▸ **PROBLEM TO WORK ON**: With pictures omitted, restate the data word for word.
(THE INPUT Opens)
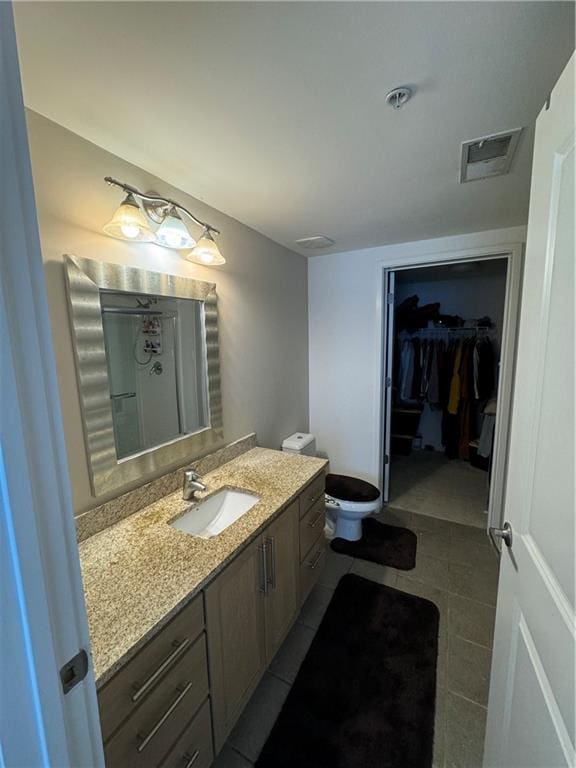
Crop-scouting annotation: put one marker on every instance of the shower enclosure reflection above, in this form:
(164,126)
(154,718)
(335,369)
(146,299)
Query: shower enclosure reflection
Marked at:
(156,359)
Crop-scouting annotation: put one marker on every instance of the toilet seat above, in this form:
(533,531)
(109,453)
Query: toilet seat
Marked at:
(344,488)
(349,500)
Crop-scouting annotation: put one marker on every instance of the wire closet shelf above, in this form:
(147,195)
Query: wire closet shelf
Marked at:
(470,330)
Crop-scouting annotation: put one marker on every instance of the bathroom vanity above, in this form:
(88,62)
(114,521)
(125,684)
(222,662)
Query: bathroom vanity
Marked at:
(THE INPUT Closes)
▸ **TASK SOLUTION**:
Crop-scouting annotation: put one marker on every instance of the shower enclosure reflection above, in this form:
(164,126)
(154,718)
(335,369)
(146,299)
Query: shower enclosure reflection
Marked at:
(156,359)
Crop-scouting annotation: put one marker on every instance of the toilet seat above, in this form:
(533,531)
(109,453)
Query: toilet seat
Marked at:
(344,488)
(349,500)
Crop-scouting annotation: put one marker on every instance of the wire closet shelf above, in this form:
(147,195)
Query: wire closet shelf
Marked at:
(470,330)
Crop-scouting annotation: put one marker on every instance of the bathroom vanity above, in this form:
(88,62)
(114,521)
(125,684)
(222,662)
Query: bathroom vanity
Marked at:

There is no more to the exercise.